Copy out the entries exactly, from the first line to the last.

---- Data for this exercise

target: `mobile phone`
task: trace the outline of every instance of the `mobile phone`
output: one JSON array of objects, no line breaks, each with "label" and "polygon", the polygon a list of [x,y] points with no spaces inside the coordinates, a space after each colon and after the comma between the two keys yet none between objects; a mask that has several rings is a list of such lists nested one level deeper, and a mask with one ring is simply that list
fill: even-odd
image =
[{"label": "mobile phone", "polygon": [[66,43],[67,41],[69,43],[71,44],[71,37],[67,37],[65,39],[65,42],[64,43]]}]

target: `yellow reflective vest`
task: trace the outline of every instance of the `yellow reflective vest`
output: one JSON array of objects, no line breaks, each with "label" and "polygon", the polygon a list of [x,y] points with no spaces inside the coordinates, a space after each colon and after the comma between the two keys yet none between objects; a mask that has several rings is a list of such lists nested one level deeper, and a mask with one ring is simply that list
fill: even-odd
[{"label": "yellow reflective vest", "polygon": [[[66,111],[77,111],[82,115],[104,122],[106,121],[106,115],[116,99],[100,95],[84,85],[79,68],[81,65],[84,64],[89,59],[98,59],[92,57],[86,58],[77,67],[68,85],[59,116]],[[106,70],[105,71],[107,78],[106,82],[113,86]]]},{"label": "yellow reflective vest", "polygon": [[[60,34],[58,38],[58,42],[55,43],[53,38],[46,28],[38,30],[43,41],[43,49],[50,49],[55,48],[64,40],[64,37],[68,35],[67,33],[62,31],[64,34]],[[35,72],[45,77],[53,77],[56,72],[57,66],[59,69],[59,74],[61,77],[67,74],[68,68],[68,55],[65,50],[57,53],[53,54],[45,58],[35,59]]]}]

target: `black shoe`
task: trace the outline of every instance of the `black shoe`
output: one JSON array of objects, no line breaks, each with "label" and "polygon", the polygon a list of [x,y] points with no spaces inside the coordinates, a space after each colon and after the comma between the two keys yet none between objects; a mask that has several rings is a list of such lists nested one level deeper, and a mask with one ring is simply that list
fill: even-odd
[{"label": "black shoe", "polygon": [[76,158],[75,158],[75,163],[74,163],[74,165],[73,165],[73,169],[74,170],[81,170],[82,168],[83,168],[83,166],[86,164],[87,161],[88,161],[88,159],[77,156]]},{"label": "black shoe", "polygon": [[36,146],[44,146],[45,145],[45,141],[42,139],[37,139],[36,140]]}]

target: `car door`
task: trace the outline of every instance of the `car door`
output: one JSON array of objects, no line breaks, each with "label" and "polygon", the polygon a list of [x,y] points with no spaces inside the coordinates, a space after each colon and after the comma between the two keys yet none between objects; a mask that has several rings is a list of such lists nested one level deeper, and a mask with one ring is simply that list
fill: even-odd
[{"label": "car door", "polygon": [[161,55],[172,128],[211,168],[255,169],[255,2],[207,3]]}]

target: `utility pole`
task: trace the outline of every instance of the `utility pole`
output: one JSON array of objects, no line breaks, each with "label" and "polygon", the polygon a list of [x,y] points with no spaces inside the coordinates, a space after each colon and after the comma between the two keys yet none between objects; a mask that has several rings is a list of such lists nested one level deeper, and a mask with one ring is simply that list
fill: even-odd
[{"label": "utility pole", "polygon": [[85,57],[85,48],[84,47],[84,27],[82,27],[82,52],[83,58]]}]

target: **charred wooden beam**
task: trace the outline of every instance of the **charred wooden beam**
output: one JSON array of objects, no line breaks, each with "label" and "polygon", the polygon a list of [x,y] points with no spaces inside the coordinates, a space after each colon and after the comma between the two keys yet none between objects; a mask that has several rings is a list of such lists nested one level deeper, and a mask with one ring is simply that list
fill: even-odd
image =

--------

- [Problem solution]
target: `mobile phone`
task: trace the outline of every instance of the `mobile phone`
output: one JSON array of objects, no line breaks, each with "label" and "polygon", the polygon a list of [x,y] points with no spaces inside the coordinates, a space after each colon and after the comma between the two keys yet none between objects; a mask that has several rings is a list of such lists nested one level deeper, and a mask with one ring is simply that list
fill: even-odd
image =
[{"label": "mobile phone", "polygon": [[66,43],[67,41],[69,43],[71,44],[71,37],[67,37],[65,39],[65,42],[64,43]]}]

target: `yellow reflective vest`
task: trace the outline of every instance of the `yellow reflective vest`
output: one JSON array of objects, no line breaks, each with "label" and "polygon", the polygon a list of [x,y] points with no spaces inside the coordinates, a space after each colon and after the comma between the two keys yet none between objects; a mask that has several rings is a list of such lists nested one level deeper, and a mask with one ring is simply that list
fill: even-odd
[{"label": "yellow reflective vest", "polygon": [[[66,111],[77,111],[82,115],[104,122],[106,121],[106,115],[116,99],[100,95],[84,85],[79,68],[81,65],[84,64],[89,59],[98,59],[92,57],[86,58],[77,67],[68,85],[59,116]],[[106,70],[105,71],[107,78],[106,82],[113,86]]]},{"label": "yellow reflective vest", "polygon": [[[60,34],[58,38],[58,42],[55,43],[53,38],[46,28],[38,30],[43,41],[43,49],[50,49],[55,48],[64,40],[64,37],[68,35],[67,33],[62,31],[64,34]],[[35,72],[45,77],[53,77],[56,72],[57,66],[59,69],[59,74],[61,77],[67,74],[68,68],[68,55],[65,50],[57,53],[53,54],[45,58],[35,59]]]}]

target: `black shoe`
task: trace the outline of every instance of the `black shoe`
output: one JSON array of objects, no line breaks, each with "label" and "polygon", the polygon a list of [x,y] points with no spaces inside the coordinates, a space after each colon and after the comma between the two keys yet none between objects; a mask that has several rings is a list of such lists nested one level deeper, and a mask with one ring is simply that list
fill: even-odd
[{"label": "black shoe", "polygon": [[76,158],[75,158],[75,163],[74,163],[74,165],[73,165],[73,169],[74,170],[81,170],[82,168],[83,168],[83,166],[86,164],[87,161],[88,161],[88,159],[77,156]]},{"label": "black shoe", "polygon": [[36,146],[44,146],[45,145],[45,141],[42,139],[37,139],[36,140]]}]

target: `car door`
task: trace the outline of every instance of the `car door`
output: one JSON array of objects, no line breaks, each with "label" and "polygon", the polygon a list of [x,y] points with no spaces inside the coordinates, a space after each colon and after the comma between the two keys yet none between objects; a mask that has several rings is a list of such lists nested one level deeper, and a mask with one ring is simply that list
fill: even-odd
[{"label": "car door", "polygon": [[161,55],[172,128],[211,168],[255,169],[255,2],[207,3]]}]

target: `utility pole`
task: trace the outline of every instance of the `utility pole`
output: one JSON array of objects, no line breaks, each with "label" and "polygon", the polygon a list of [x,y] points with no spaces inside the coordinates, a space after each colon and after the comma between the two keys yet none between objects; a mask that has several rings is a list of such lists nested one level deeper, and a mask with one ring is simply that list
fill: even-odd
[{"label": "utility pole", "polygon": [[85,57],[85,48],[84,47],[84,27],[82,27],[82,52],[83,58]]}]

target: **charred wooden beam**
task: trace the outline of every instance of the **charred wooden beam**
output: one JSON array of objects, no line breaks, each with "label" and "polygon", the polygon a list of [x,y] points with no spaces inside the coordinates, a space after each colon and after the comma between the two keys yet none between objects; a mask that has several rings is a list of such lists nested one level deeper, and a mask with one ring is simply that list
fill: even-odd
image =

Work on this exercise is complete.